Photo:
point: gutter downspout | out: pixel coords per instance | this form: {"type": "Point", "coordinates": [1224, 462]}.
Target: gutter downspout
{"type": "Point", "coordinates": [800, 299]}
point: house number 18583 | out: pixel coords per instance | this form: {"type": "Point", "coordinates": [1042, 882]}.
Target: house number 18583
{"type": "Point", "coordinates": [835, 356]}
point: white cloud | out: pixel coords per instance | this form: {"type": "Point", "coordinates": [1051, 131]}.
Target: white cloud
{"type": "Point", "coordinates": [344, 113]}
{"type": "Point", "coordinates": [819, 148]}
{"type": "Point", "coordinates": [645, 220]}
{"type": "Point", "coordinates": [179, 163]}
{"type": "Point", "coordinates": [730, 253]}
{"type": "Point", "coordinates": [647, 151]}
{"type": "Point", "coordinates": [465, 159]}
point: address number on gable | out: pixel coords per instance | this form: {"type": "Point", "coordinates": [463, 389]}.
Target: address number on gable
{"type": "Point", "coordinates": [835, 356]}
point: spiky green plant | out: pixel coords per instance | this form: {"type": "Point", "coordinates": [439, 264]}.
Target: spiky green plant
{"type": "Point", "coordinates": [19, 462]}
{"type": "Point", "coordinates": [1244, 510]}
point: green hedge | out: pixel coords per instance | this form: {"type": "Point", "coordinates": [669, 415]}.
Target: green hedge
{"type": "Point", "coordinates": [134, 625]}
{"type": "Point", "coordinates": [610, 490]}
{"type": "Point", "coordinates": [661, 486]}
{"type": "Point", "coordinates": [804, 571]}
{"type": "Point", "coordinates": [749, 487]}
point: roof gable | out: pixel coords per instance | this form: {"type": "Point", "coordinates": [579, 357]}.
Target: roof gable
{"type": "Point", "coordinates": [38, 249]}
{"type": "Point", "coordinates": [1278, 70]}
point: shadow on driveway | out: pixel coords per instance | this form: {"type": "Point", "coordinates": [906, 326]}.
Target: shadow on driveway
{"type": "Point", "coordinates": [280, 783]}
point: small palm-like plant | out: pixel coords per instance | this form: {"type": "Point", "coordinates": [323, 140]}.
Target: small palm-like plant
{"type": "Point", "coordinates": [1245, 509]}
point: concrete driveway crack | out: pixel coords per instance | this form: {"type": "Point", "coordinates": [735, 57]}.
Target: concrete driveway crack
━━━━━━━━
- _Task prompt_:
Write out exactly the lines from the line holding "point: spiky green" through the last line of the data, and nothing besides those lines.

- _The output_:
point: spiky green plant | out: pixel coords per instance | this form: {"type": "Point", "coordinates": [439, 264]}.
Target: spiky green plant
{"type": "Point", "coordinates": [19, 462]}
{"type": "Point", "coordinates": [1244, 510]}
point: green hedge | out: pixel coords per instance | this form: {"type": "Point", "coordinates": [669, 415]}.
Target: green hedge
{"type": "Point", "coordinates": [134, 625]}
{"type": "Point", "coordinates": [610, 490]}
{"type": "Point", "coordinates": [661, 486]}
{"type": "Point", "coordinates": [804, 571]}
{"type": "Point", "coordinates": [749, 487]}
point: roof gable | out: pixel coords per instance | this form: {"type": "Point", "coordinates": [579, 357]}.
Target: roof gable
{"type": "Point", "coordinates": [38, 249]}
{"type": "Point", "coordinates": [1278, 70]}
point: shadow on driveway | out: pixel coords per instance | this form: {"type": "Point", "coordinates": [906, 326]}.
Target: shadow on driveway
{"type": "Point", "coordinates": [280, 783]}
point: small palm-like plant | out: pixel coords per instance | this form: {"type": "Point", "coordinates": [323, 140]}.
Target: small palm-like plant
{"type": "Point", "coordinates": [1245, 509]}
point: concrete driveway crack | out: pixel coords per instance | this form: {"type": "Point", "coordinates": [735, 57]}.
Target: concrete driveway crack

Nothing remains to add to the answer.